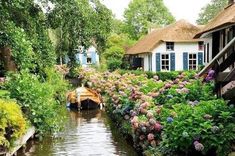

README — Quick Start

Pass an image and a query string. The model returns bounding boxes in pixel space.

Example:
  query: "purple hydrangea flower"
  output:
[166,95,173,99]
[166,117,174,123]
[211,126,219,133]
[194,142,204,151]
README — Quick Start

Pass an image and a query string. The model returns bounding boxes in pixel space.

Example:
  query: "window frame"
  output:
[161,53,170,71]
[86,56,92,64]
[198,41,204,51]
[166,42,175,51]
[188,53,198,70]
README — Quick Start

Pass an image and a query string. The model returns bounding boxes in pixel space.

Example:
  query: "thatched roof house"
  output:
[126,20,203,71]
[126,20,201,54]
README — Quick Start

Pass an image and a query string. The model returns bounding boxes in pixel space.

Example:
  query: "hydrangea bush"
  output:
[80,69,235,156]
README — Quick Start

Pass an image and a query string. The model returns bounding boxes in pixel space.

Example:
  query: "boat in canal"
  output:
[67,86,102,110]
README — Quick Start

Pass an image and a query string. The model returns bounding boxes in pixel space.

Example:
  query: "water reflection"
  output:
[19,110,140,156]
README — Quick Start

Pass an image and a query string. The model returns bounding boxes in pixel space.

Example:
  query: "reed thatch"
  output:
[126,20,201,55]
[195,3,235,38]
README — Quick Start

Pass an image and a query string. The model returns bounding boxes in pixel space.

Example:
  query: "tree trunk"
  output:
[228,0,234,5]
[0,47,17,71]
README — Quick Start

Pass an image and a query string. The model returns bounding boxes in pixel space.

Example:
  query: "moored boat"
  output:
[67,87,102,109]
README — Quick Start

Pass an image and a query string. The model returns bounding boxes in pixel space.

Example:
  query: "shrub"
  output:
[159,99,235,156]
[0,99,26,149]
[107,59,122,71]
[6,70,67,134]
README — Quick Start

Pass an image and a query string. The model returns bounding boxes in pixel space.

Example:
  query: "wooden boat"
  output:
[67,87,102,109]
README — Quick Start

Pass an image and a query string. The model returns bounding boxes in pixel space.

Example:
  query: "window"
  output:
[161,54,170,71]
[206,43,210,63]
[198,42,204,51]
[204,44,207,63]
[189,54,197,70]
[166,42,174,51]
[86,56,91,64]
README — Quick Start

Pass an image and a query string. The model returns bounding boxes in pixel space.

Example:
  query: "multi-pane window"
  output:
[189,54,197,70]
[198,42,204,51]
[161,54,170,71]
[86,56,91,64]
[166,42,174,51]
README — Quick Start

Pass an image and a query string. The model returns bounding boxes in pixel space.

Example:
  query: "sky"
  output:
[103,0,211,24]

# [TO DO]
Replace "purple" with "blue" in the records, from their start through the line containing "[194,142,204,151]", and keep everything else unchanged. Leave the pictures out of your answer.

# [FULL ANSWER]
README — Quick Start

Pass an image and a query string. The model returns bounding boxes in pixel space.

Example:
  query: "blue hydrangea flower"
  output:
[166,95,173,99]
[166,117,174,123]
[211,126,219,133]
[194,142,204,151]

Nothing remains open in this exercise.